Copy the material from the line containing "segment **green grass**" through the end of the material, inclusive, substituting "lawn grass" for "green grass" and changing nothing else.

· · · ·

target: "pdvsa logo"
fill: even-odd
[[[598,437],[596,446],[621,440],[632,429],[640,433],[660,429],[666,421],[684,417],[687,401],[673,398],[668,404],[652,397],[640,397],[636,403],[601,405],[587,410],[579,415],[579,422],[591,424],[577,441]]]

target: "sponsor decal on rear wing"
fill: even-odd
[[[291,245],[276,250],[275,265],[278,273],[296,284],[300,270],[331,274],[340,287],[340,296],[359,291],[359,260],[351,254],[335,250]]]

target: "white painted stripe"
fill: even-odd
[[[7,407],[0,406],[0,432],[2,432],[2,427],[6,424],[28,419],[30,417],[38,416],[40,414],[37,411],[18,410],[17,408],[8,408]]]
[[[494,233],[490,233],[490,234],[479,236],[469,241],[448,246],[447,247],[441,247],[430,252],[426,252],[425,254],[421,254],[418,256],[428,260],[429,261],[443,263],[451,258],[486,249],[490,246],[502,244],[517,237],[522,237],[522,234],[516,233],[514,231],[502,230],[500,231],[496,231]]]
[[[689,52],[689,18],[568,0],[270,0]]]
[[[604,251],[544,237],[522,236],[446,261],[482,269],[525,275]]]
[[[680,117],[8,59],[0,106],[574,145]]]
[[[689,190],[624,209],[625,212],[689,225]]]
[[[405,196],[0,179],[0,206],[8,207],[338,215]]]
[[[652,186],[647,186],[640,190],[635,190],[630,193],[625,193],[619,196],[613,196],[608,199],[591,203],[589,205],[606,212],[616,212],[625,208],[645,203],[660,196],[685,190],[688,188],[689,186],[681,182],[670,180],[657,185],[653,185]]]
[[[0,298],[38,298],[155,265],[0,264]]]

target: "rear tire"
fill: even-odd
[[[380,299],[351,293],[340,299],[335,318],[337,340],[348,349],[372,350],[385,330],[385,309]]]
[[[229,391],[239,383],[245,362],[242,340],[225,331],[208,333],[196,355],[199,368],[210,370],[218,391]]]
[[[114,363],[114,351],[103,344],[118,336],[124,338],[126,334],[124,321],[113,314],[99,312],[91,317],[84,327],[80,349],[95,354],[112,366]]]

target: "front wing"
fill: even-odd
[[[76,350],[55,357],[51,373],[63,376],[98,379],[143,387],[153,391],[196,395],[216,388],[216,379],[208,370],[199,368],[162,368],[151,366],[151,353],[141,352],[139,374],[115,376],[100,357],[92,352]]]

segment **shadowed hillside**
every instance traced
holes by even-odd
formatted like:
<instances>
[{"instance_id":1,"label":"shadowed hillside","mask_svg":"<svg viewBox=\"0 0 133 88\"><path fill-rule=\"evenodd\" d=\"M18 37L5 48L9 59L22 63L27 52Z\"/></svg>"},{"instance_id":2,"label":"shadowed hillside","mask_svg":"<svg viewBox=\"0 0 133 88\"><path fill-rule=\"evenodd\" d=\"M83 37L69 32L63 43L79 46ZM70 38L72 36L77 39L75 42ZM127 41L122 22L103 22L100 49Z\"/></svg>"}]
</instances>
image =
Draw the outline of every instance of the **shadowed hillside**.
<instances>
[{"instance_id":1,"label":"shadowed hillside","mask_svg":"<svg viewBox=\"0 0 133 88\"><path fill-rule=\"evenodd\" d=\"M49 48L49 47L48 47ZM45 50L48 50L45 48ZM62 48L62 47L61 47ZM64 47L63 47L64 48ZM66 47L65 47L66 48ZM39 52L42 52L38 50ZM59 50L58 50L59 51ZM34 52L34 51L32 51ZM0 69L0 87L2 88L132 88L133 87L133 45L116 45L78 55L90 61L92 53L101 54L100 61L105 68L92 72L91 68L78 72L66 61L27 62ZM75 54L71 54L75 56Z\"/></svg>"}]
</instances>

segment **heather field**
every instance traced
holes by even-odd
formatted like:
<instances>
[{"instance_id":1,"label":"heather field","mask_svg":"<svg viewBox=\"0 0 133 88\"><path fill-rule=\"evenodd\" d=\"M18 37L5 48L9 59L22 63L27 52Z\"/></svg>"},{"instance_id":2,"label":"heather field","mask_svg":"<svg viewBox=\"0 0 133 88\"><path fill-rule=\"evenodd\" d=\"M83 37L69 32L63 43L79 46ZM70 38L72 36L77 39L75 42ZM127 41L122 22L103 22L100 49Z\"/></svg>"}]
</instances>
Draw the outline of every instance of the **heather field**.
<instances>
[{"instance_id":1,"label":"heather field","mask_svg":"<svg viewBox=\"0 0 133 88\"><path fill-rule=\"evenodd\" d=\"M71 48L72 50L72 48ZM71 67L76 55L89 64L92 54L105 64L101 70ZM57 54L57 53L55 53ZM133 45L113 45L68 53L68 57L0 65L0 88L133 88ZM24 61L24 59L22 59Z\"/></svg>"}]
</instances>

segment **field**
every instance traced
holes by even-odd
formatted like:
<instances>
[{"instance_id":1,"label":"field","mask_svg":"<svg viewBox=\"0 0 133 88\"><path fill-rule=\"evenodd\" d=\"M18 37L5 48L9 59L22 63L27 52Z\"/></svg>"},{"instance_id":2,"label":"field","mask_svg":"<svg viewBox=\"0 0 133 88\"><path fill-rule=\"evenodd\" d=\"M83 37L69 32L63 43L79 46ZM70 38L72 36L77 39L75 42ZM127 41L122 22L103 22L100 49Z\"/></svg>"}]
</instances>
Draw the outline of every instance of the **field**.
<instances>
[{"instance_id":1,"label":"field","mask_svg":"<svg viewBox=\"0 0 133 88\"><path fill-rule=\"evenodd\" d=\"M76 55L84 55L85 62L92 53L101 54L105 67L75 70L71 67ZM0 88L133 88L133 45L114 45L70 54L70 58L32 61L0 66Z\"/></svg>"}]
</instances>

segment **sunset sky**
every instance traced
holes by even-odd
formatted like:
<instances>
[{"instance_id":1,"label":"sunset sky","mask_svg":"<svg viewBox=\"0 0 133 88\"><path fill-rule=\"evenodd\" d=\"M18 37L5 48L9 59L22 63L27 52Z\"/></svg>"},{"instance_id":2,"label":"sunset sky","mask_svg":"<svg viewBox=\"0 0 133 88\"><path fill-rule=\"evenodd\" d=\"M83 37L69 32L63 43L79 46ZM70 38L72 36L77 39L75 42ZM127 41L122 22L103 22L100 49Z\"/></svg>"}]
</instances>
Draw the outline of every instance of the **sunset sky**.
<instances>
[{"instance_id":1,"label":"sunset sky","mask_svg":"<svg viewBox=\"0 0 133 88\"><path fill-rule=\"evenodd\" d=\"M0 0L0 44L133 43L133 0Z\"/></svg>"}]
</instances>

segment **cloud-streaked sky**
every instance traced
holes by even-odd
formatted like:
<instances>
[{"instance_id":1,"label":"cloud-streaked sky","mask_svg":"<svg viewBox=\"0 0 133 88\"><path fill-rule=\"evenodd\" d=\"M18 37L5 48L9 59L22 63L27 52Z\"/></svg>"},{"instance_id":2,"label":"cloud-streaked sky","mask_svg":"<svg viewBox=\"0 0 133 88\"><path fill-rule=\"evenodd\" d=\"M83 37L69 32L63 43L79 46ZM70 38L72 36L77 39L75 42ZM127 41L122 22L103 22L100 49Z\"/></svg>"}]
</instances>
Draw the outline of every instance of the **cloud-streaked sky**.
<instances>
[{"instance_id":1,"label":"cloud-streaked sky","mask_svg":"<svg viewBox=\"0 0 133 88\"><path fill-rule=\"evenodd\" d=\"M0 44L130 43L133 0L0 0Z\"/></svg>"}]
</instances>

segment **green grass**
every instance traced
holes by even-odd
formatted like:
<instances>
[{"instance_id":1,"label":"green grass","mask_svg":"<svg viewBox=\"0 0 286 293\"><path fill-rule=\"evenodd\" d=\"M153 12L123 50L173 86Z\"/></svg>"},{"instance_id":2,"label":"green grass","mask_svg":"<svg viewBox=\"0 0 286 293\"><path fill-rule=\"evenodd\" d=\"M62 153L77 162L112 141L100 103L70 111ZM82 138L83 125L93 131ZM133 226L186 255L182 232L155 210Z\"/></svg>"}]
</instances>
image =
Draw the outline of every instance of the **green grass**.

· · · ·

» Task solution
segment **lawn grass**
every instance traced
holes by even-odd
formatted like:
<instances>
[{"instance_id":1,"label":"lawn grass","mask_svg":"<svg viewBox=\"0 0 286 293\"><path fill-rule=\"evenodd\" d=\"M153 12L123 50L173 86Z\"/></svg>"},{"instance_id":2,"label":"lawn grass","mask_svg":"<svg viewBox=\"0 0 286 293\"><path fill-rule=\"evenodd\" d=\"M62 153L77 162L112 141L100 103L70 111ZM82 138L83 125L93 131ZM133 226L186 255L182 232L155 210Z\"/></svg>"}]
</instances>
image =
Draw the outline of every instance of the **lawn grass**.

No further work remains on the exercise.